→ **ZU ERLEDIGENDE AUFGABE**
Setzen Sie den Text über chronische Krankheiten bei Menschen in vulnerabler Lage im Anschluss an seinen letzten Satz fort.

Personen mit geringen Ressourcen haben zusätzlich weniger gute Möglichkeiten, mit Belastungen umzugehen und Krisen zu bewältigen. Dies zeigt sich deutlich im Verlauf derjenigen chronischen Krankheiten, die als sogenannt «Ambulatory Care Sensitive» gelten, wie zum Beispiel Diabetes, Herzinsuffizienz, chronisch obstruktive Lungenerkrankung (COPD) und Asthma. Der Verlauf dieser Krankheiten kann bei guter ambulanter Betreuung und Selbstmanagement in der Regel stabil gehalten und eine Spitaleinweisung vermieden werden. Voraussetzungen dafür sind eine vertrauensvolle Beziehung zwischen Fachpersonen und Erkrankten, aber auch ein entsprechender Handlungsspielraum bei den Betroffenen selbst (z. B. in Bezug auf die Anpassung von Arbeitsplatzbedingungen, Änderungen des Lebensstils).
Eine gelingende Krankheitsbewältigung ist für Personen in vulnerabler Lage ungleich schwieriger zu erreichen und oft nur dann realistisch, wenn sie Entlastung und Unterstützung in Lebensbereichen erhalten, die für den Umgang mit der Krankheit wichtig sind. Chronische Krankheiten führen bei vulnerablen Personen oft zu zusätzlichen existenziellen Problemen (Arbeitsplatzverlust, Schwierigkeiten, den familiären Anforderungen gerecht zu werden, finanzielle Sorgen, Rückzug vom sozialen Netz und Einsamkeit). Damit entsteht ein Teufelskreis, der eine Heilung oder wenigstens eine Stabilisierung des gesundheitlichen Zustands verunmöglicht. Für vulnerable Personengruppen, die wegen einer chronischen Erkrankung behandelt werden, wäre es demnach oft genauso wichtig, Unterstützung und Entlastung in sozialen und sozioökonomischen Aspekten zu erhalten, wie das richtige Medikament verschrieben zu bekommen.

→ **AUSZÜGE AUS DATENSÄTZEN**
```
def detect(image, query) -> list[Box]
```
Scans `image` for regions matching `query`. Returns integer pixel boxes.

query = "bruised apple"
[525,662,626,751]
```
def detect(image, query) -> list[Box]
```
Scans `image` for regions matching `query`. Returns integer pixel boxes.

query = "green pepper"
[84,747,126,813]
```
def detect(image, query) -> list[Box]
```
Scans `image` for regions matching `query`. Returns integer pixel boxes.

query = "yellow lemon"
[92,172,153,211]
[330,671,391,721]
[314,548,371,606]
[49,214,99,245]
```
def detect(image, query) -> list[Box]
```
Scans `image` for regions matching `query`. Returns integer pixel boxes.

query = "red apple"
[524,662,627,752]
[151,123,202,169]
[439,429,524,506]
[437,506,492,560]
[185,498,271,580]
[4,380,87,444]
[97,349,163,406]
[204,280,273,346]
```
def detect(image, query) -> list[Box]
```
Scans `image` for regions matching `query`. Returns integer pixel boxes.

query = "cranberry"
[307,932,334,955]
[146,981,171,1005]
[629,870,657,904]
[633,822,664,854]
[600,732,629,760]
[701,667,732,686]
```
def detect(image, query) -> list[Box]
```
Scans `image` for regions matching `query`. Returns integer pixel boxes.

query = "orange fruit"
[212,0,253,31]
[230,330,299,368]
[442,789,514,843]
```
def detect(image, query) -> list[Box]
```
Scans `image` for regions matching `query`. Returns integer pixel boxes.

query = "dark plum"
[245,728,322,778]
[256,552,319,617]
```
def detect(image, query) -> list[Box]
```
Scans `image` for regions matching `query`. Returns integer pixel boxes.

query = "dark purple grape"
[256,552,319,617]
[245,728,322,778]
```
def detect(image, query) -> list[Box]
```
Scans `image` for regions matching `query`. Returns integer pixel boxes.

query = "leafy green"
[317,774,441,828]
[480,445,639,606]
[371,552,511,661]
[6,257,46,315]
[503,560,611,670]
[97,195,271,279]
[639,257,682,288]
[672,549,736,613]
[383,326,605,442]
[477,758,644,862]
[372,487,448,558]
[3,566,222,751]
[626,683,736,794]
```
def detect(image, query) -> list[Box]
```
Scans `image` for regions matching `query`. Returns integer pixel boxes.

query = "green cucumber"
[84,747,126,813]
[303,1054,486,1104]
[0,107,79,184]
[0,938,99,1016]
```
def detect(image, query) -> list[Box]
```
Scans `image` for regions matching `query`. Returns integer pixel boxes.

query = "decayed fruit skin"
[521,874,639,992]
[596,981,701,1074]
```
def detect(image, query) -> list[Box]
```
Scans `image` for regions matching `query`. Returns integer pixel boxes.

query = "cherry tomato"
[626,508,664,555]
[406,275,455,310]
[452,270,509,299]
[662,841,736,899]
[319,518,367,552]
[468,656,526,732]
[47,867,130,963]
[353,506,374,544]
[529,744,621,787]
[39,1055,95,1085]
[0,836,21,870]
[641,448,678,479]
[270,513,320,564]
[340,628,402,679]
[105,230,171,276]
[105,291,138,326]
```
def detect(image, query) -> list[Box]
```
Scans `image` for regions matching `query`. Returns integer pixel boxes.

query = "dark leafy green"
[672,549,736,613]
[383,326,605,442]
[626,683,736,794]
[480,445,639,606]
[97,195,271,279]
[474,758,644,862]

→ **ERGEBNIS DER ÜBUNG**
Gesundheitsfachpersonen haben zu wenig Zeit für vulnerable Personen
In Fokusgruppen, die als Teil der SIHOS-Studie durchgeführt wurden, haben Gesundheitsfachpersonen vielfach geäussert, dass sie im geltenden Finanzierungssystem nicht genug Zeit haben, um auf Patientinnen und Patienten einzugehen, die sie als vulnerabel wahrnehmen. Ausserdem fühlen sie sich oft überfordert mit mehrdimensionalen und komplexen Problemen, die über ihren Zuständigkeitsbereich hinausgehen. Ebenfalls in Fokusgruppen befragte erkrankte Personen äussern den Wunsch, während des Spitalaufenthalts und darüber hinaus konstant von einer Fachperson begleitet zu werden. Dahinter steht ein hoher Bedarf nach Orientierung im komplexen Behandlungssystem und die Notwendigkeit, den Zugang zu Hilfsangeboten zu finden, die krankheitsbedingte Probleme im Zusammenhang mit dem Arbeitsplatz, der Überlastung des familiären Systems sowie der finanziellen Existenzsicherung lösen oder zumindest abfedern könnten. Interviews mit Patienten und Patientinnen im Rahmen der ALIMEnt-Studie, die ebenfalls vom Institut Soziale Arbeit und Gesundheit durchgeführt wird, haben gezeigt, dass gesundheitsbezogene Soziale Arbeit im Rahmen der interprofessionellen Zusammenarbeit mit Fachpersonen des Gesundheitswesens eine solche Rolle einnimmt. Die für Soziale Arbeit typische Verbindung von individualisierter Begleitung und Beratung mit der gezielten Erschliessung von materiellen Ressourcen schafft wichtige Voraussetzungen für die Krankheitsbewältigung auf psychischer, sozialer und sozioökonomischer Ebene. Patienten und Patientinnen, die derart unterstützt werden, nehmen eine positive Wirkung auf ihre Lebensqualität wahr, die auch durch objektive Messungen bestätigt wird.